(Work task):
Copy the lines of the entries exactly, from the opening one to the one holding "apartment building in the image above.", and leave out everything after.

--- --- ---

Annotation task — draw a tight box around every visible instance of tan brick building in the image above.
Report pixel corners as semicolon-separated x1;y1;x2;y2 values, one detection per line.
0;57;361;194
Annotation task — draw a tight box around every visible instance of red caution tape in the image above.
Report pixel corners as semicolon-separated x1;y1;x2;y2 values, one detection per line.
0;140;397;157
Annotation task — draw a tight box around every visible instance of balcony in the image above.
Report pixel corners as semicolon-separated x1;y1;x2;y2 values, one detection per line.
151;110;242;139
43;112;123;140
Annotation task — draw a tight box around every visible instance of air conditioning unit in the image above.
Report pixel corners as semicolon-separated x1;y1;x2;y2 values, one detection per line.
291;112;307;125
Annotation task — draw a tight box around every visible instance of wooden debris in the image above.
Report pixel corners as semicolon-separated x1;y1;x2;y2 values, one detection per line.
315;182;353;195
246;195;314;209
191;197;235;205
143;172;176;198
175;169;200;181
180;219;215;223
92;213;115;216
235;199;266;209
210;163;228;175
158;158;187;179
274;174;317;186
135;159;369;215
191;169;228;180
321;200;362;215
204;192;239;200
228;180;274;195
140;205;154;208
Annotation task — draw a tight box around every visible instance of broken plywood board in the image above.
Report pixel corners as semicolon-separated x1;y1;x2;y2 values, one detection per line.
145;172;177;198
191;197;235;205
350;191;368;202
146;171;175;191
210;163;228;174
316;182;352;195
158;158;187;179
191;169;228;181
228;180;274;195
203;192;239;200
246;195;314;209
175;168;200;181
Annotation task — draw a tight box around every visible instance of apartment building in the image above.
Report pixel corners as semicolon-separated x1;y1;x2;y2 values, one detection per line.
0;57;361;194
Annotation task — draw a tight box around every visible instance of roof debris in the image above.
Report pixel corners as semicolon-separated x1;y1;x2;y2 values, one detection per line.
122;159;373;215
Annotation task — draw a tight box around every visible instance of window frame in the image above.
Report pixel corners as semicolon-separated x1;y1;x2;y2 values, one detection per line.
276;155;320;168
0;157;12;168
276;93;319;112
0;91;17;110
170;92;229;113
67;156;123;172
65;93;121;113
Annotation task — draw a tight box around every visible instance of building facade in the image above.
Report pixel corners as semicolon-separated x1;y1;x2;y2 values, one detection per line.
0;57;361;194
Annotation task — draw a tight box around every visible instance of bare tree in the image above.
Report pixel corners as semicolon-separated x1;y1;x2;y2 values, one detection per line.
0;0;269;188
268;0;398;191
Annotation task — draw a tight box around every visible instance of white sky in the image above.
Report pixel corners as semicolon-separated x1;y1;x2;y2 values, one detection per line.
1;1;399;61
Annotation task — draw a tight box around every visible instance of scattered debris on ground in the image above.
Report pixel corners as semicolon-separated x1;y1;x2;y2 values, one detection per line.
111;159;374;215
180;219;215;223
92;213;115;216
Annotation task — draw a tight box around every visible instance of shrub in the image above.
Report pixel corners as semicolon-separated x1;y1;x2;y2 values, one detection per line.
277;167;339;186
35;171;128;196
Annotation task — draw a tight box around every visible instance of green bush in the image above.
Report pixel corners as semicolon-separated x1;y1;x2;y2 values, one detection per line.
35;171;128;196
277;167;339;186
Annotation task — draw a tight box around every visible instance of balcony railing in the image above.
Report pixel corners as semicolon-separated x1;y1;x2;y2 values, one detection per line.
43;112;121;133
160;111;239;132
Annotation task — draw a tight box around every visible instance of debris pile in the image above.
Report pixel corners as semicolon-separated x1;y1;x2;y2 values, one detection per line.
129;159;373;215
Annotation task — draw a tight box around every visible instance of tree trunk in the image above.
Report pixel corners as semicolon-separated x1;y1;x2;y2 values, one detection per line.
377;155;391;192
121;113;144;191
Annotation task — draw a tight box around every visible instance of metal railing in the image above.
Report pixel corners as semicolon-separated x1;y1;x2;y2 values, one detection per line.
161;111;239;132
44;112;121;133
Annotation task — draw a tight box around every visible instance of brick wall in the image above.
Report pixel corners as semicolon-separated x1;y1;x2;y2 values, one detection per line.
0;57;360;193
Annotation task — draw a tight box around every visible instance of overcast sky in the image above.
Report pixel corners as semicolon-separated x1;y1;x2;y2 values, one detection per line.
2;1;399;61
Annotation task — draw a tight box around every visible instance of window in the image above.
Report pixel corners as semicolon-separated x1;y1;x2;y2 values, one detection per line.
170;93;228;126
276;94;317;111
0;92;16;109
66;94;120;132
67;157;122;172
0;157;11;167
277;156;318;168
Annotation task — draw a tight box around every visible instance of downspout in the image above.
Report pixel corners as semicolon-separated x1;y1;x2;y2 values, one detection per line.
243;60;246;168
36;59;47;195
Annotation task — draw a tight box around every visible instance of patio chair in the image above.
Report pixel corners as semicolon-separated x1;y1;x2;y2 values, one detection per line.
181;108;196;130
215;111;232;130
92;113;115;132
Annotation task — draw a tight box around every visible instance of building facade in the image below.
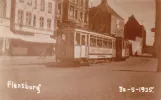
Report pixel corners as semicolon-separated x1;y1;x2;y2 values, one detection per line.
88;0;124;37
0;0;12;55
0;0;56;56
61;0;89;28
55;0;63;30
124;15;146;55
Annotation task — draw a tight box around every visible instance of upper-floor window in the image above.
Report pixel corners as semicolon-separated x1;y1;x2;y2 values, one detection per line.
80;0;83;6
0;0;6;17
41;0;45;11
75;10;78;19
48;2;52;13
19;0;24;3
17;9;24;25
69;5;74;18
26;12;32;25
33;15;36;27
47;19;51;29
27;0;32;5
57;3;61;14
80;12;83;21
34;0;37;9
40;17;44;28
116;20;120;29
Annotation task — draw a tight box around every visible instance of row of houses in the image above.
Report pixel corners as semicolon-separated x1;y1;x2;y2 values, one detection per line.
88;0;146;55
0;0;89;56
0;0;146;56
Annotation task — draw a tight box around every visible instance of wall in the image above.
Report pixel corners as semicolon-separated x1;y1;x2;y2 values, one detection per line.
129;37;143;55
110;15;124;37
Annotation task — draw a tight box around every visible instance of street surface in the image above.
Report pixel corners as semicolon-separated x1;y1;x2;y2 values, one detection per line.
0;57;161;100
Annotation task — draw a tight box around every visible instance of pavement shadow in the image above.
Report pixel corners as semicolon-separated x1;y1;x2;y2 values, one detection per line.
45;62;91;68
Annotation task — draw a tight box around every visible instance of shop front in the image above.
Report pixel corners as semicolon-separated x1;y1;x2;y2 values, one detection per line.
0;26;56;56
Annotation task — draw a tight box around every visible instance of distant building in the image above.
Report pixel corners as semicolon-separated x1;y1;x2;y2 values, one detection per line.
88;0;124;38
0;0;56;56
124;15;146;55
60;0;89;29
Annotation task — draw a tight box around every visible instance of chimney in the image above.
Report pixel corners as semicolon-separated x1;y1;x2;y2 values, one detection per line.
101;0;107;4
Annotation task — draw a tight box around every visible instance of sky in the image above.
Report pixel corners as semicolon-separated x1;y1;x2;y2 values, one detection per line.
89;0;155;46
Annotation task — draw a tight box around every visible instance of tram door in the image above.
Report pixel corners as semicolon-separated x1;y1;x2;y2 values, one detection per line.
80;33;87;58
116;37;123;59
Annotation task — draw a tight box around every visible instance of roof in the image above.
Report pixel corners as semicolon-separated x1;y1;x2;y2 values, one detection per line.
97;2;124;20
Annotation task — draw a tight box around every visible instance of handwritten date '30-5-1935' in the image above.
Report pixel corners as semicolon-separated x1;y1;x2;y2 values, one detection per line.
119;86;155;93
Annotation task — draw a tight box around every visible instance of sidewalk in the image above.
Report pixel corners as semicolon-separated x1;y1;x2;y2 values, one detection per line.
0;56;56;66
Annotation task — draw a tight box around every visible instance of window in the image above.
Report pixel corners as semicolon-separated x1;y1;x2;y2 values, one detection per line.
26;12;32;25
109;40;112;48
102;38;107;48
41;0;45;11
34;0;37;9
75;10;78;19
113;41;115;49
80;12;83;21
57;20;60;27
81;35;85;45
69;5;74;18
47;19;51;29
107;39;112;48
19;0;24;3
0;0;6;17
17;10;24;25
122;41;124;49
81;0;83;6
40;17;44;28
48;2;52;13
97;37;102;47
33;15;36;27
90;36;96;47
76;32;80;45
27;0;32;5
58;3;61;14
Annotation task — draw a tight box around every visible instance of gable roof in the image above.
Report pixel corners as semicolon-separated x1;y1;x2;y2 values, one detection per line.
125;15;141;26
97;2;124;20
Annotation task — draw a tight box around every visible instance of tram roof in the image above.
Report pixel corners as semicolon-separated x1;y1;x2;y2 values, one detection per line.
75;29;116;39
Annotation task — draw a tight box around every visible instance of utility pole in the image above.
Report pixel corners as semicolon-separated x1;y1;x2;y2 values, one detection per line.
155;0;161;72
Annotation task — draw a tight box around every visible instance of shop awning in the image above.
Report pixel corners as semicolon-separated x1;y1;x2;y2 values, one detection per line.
19;35;56;44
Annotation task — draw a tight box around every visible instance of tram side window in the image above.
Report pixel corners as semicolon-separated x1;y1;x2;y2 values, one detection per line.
97;37;102;47
109;40;112;49
81;35;85;45
122;41;125;49
90;36;96;47
107;39;110;48
76;32;80;45
113;41;116;49
103;39;107;48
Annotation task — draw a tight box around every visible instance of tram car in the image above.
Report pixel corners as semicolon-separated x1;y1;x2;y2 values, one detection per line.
115;37;130;61
55;28;116;63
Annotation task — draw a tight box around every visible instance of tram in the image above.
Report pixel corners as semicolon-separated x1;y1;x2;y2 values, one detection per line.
55;28;116;63
115;37;130;61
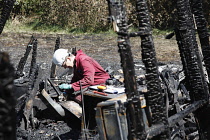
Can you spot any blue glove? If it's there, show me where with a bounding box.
[59,83,72,90]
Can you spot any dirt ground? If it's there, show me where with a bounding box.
[0,32,180,71]
[0,32,181,139]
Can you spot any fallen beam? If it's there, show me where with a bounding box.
[41,89,65,117]
[146,100,207,138]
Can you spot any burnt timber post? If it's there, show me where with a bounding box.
[136,0,170,139]
[175,0,210,139]
[190,0,210,139]
[107,0,146,139]
[190,0,210,80]
[29,39,38,77]
[16,36,35,78]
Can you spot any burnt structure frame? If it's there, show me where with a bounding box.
[107,0,210,139]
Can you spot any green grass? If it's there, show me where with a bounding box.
[4,18,69,34]
[6,17,206,37]
[3,18,119,36]
[152,28,174,36]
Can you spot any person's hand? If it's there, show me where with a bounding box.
[59,83,72,90]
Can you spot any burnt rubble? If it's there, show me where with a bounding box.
[0,0,210,139]
[0,35,204,140]
[11,38,197,139]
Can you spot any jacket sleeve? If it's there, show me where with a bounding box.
[71,58,95,91]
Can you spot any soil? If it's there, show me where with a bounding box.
[0,32,181,140]
[0,32,180,70]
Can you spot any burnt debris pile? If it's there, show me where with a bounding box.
[0,0,210,139]
[12,36,82,139]
[104,0,210,139]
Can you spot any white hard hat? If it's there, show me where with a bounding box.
[52,49,70,66]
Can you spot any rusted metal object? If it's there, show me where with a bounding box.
[95,92,147,140]
[96,100,129,140]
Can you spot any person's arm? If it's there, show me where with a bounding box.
[71,59,95,91]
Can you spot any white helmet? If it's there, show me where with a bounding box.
[52,49,70,66]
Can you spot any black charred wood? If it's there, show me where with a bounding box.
[165,32,175,39]
[29,39,38,77]
[23,64,43,129]
[0,0,15,34]
[175,0,208,102]
[117,31,151,37]
[107,0,146,139]
[190,0,210,82]
[146,100,206,138]
[136,0,170,139]
[175,0,210,139]
[0,52,16,140]
[16,36,34,78]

--- --- ---

(Task answer):
Annotation task — draw a tight box around every visible instance of tan brick building in the image above.
Report pixel corners as semicolon-separated x1;y1;x2;y2 values, one detection per line.
0;57;361;194
Annotation task — draw a tight box around every visible instance of red caution tape in the image above.
Report pixel corners as semicolon-separated x1;y1;x2;y2 values, one detection per line.
0;140;397;157
Annotation task — draw a tight box around every visible instance of balcony in the image above.
Report pixel corners as semicolon-separated x1;y1;x2;y2 values, one detection per line.
151;110;242;139
43;112;123;140
Annotation task — draw a tight box around every visible instance of air conditioning unit in the image above.
Report pixel corners as semicolon-separated x1;y1;x2;y2 values, one detection per line.
291;112;307;125
Annotation task — draw a tight box around every visible instance of wooden debris in the image above.
Report pixel corners as semicolon-separated x1;y1;x2;y2 values, one detection per line.
315;182;353;195
246;195;314;209
191;197;235;205
143;172;176;198
175;169;200;181
180;219;215;223
92;213;115;216
235;199;266;209
210;163;228;175
158;158;187;179
274;174;317;186
135;159;369;215
191;169;228;180
321;200;362;215
204;192;239;200
228;180;274;195
140;205;154;208
Annotation task — draw a tight box around every visible instance of broken plywood board in the image above.
Report pixel corners as semicolon-separated x1;y1;x2;y2 values, one detection per line.
145;172;177;198
191;197;235;205
350;191;368;202
146;171;175;191
210;163;228;174
316;182;352;195
158;158;187;179
191;169;228;181
228;180;274;195
203;192;239;200
246;195;314;209
175;168;200;181
Annotation task — draw a tight box around every visible instance of apartment building in the image above.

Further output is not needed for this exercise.